_TEXTO DA PÁGINA_
+++
Pura Vida

Leopoldo Jereissati
Fala Man
Published in
4 min readFeb 13, 2021

e puro lixo.

Comecinho desse ano fui convidado para participar de um call com um índio chamado Ailton Krenak (68), promovido pela empresa Selo eureciclo. Ouvimos atentos, eu e meu sogro de bermuda na praia, os diversos conselhos de vida que ele ia nos passando ao longo de sua fala. Me lembro de ter lhe perguntado, entre tantas batalhas que ele enfrentara na vida, qual o melhor caminho para fazer grandes transformações; fazer com que outras pessoas passassem a enxergar aquilo que gostaríamos que enxergassem?! A resposta veio algo como:

“ — As experiências são como os raios do Sol, cada um as recebe por diferentes ângulos e da sua forma. São únicos. Não são replicáveis. A resposta está aqui a todo momento, mas temos que prestar atenção. Eu moro em um lugar cheio de mata, rico em alimentos para fauna, mas hoje pela manhã pousaram diversas maritacas na minha varanda. Elas não precisavam estar aqui, elas vieram só para conversar.”

Também me chamou a atenção sua crítica inteligente à forma que lidamos com o lixo.

“ — Um copo de vidro escorrega da nossa mão e quebra. Os cacos vão direto para o lixo; mas os cacos não são lixo, são vidro. E com o vidro se pode fazer muita coisa. Colocamos o lixo lá fora, mas não existe lá fora. O fundo dos oceanos ainda são aqui dentro. Dentro do mesmo lugar que vivemos, nosso Planeta.”

É um relação nova e mais circular com as coisas, de maior responsabilidade nossa para com o outro, de maior integralidade. Não dá para se lixar daquilo que colocamos no lixo. Lixo é um julgamento, o fato é que o caco é vidro.

https://medium.com/listalaya/ailtonkrenak-377fde0d337

No paralelo, e já quase um mês depois, para concluir um curso chamado Digital On Board que estou fazendo, falta ainda uma etapa que é participar de verdade como conselheiro de uma das startups investidas pela Redpoint E-Ventures dos outliers Romero Rodrigues e Flavio Pripas. Não sabíamos qual das empresas investidas cairíamos mas não é que eu fui cair exatamente na EuReciclo?! No nosso primeiro encontro com os sócios e executivas do grupo falamos bastante sobre sincronicidade, ativismo, amadurecimento empresarial, adequação das mensagens para o mercado, cultura, a relação comercial com pequenas e grandes empresas entre tantas outras trocas muito ricas. Ao meu lado no conselho, estou tendo a honra de trocar experiências com mais três colegas super qualificados, em destaque uma mulher power do mercado, a Ivanyra. Eu não entendo nada do que ela fala, ela não entende muito do que eu falo também, a gente se entende nas risadas e vai aprendendo em pontas opostas: eu querendo falar com a equipe de vendas e marketing para ajudar a vender mais e melhor, ela pedindo para assinarmos um “NDA” para que ela tivesse acesso ao “P&L” e formasse um mini “Fiscal Council”. Depois fui ver no LinkedIn dela que ela era conselheira fiscal da porra toda. Que sorte à nossa.
+++
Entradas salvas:
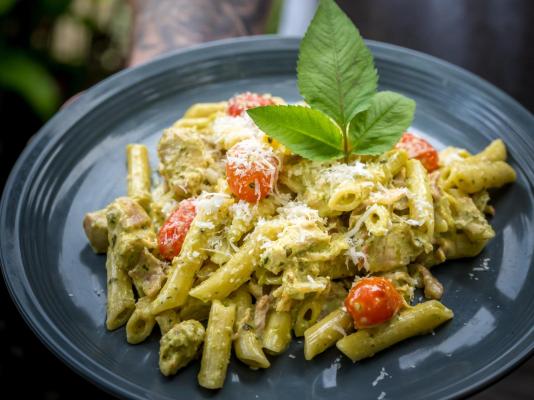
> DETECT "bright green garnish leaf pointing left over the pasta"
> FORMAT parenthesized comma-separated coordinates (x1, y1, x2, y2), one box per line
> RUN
(247, 106, 343, 161)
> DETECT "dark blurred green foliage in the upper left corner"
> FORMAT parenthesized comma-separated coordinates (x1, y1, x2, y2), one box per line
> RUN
(0, 0, 132, 121)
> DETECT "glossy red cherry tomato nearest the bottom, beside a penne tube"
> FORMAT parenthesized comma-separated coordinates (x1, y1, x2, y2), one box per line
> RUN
(345, 277, 403, 329)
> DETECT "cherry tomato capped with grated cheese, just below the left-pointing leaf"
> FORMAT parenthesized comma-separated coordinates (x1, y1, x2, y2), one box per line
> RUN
(226, 139, 278, 203)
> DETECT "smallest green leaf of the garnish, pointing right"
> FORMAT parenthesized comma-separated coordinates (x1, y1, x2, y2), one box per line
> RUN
(349, 92, 415, 155)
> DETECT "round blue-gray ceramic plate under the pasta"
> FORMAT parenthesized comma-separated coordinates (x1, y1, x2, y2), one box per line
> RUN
(0, 37, 534, 400)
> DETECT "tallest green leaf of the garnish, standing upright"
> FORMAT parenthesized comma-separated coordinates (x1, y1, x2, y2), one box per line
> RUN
(297, 0, 377, 130)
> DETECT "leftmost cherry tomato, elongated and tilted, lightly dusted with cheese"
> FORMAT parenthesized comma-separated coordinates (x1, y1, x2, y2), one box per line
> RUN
(158, 200, 196, 260)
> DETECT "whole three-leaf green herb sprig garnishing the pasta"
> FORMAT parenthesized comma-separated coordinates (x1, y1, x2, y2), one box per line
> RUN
(247, 0, 415, 161)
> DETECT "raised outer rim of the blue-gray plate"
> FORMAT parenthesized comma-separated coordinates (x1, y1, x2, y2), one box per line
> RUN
(0, 35, 534, 399)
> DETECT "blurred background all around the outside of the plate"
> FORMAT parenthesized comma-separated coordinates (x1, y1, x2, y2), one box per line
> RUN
(0, 0, 534, 400)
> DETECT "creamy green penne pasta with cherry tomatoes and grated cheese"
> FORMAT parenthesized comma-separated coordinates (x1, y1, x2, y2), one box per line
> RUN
(83, 93, 516, 389)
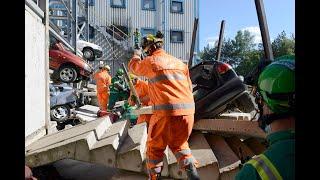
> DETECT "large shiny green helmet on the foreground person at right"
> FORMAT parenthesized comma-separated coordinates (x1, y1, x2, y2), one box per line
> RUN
(258, 56, 295, 114)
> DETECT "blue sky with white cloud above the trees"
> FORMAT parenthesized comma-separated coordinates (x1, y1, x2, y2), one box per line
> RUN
(199, 0, 295, 50)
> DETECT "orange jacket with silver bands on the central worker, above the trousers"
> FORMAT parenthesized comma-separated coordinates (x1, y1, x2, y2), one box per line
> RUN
(129, 49, 195, 116)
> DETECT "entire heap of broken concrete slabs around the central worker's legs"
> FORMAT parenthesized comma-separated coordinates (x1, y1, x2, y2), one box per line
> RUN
(26, 105, 265, 180)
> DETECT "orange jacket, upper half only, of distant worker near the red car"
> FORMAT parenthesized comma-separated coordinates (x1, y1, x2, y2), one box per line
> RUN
(94, 70, 111, 92)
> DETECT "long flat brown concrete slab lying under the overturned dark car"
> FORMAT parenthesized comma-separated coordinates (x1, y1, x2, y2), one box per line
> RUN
(193, 119, 266, 138)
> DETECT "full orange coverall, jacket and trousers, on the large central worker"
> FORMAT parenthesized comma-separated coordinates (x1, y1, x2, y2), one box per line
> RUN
(129, 49, 197, 179)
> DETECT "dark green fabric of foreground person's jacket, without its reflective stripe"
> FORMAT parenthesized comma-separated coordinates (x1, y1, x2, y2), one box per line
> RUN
(236, 131, 295, 180)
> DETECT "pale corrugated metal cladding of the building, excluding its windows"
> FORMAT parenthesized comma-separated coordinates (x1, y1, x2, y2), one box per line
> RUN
(89, 0, 199, 61)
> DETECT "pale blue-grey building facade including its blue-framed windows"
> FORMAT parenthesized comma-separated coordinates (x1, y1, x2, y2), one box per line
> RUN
(88, 0, 199, 63)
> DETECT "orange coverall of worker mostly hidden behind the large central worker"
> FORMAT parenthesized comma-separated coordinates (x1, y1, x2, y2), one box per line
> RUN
(129, 79, 152, 124)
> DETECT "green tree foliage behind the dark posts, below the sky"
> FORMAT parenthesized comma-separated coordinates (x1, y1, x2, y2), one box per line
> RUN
(200, 30, 295, 76)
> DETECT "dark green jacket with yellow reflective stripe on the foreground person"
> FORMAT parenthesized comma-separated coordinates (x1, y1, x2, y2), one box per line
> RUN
(235, 129, 295, 180)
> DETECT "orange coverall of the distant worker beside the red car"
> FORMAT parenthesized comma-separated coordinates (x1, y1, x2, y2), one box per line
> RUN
(94, 70, 111, 111)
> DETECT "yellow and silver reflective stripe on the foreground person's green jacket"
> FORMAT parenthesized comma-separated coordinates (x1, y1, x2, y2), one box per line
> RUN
(247, 154, 282, 180)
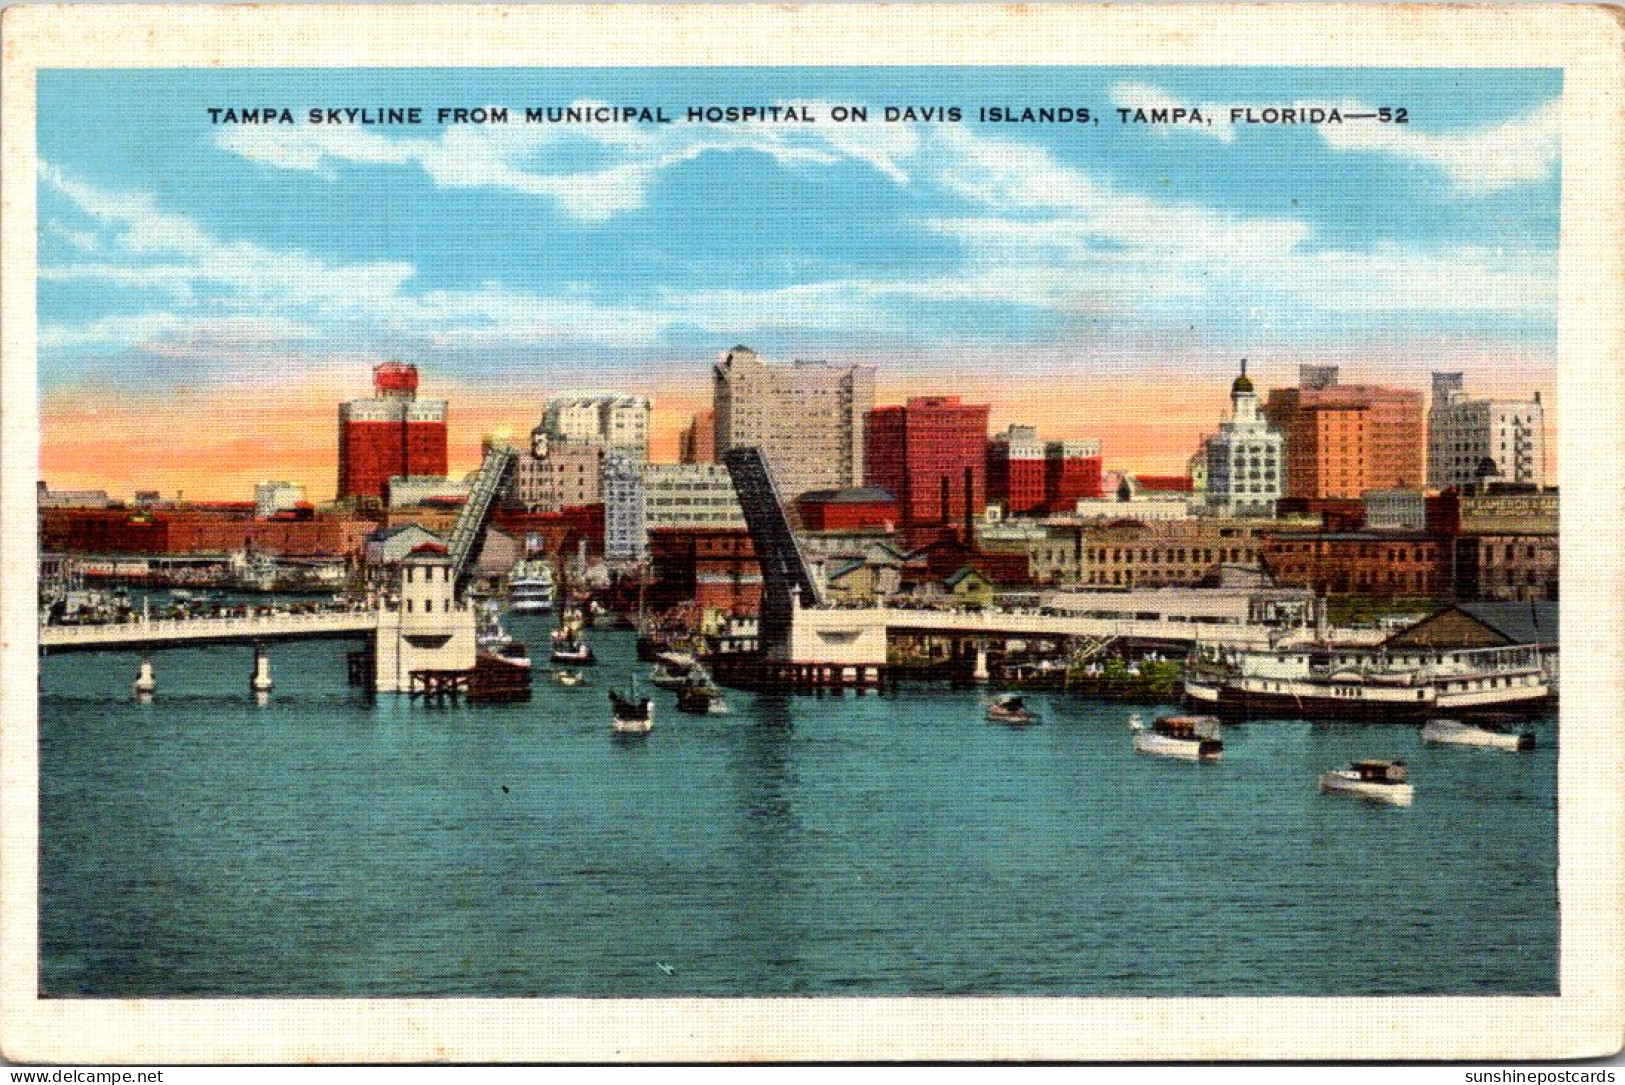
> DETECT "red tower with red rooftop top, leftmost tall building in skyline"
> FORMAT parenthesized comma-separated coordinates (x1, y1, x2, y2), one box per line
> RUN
+++
Indique se cada afirmação concorda com o texto da página, respondendo sim ou não e citando literalmente as palavras do texto que decidem: (a) O call com Ailton Krenak foi promovido pela empresa Selo eureciclo. (b) Segundo Krenak, as maritacas pousaram na varanda em busca de alimento. (c) No conselho da startup, quem escreve tem ao lado mais três colegas. Baseie-se somente no texto da página, sem recorrer às entradas.

_RESPOSTA_
(a) Sim: "promovido pela empresa Selo eureciclo".
(b) Não: "Elas não precisavam estar aqui, elas vieram só para conversar."
(c) Sim: "estou tendo a honra de trocar experiências com mais três colegas super qualificados".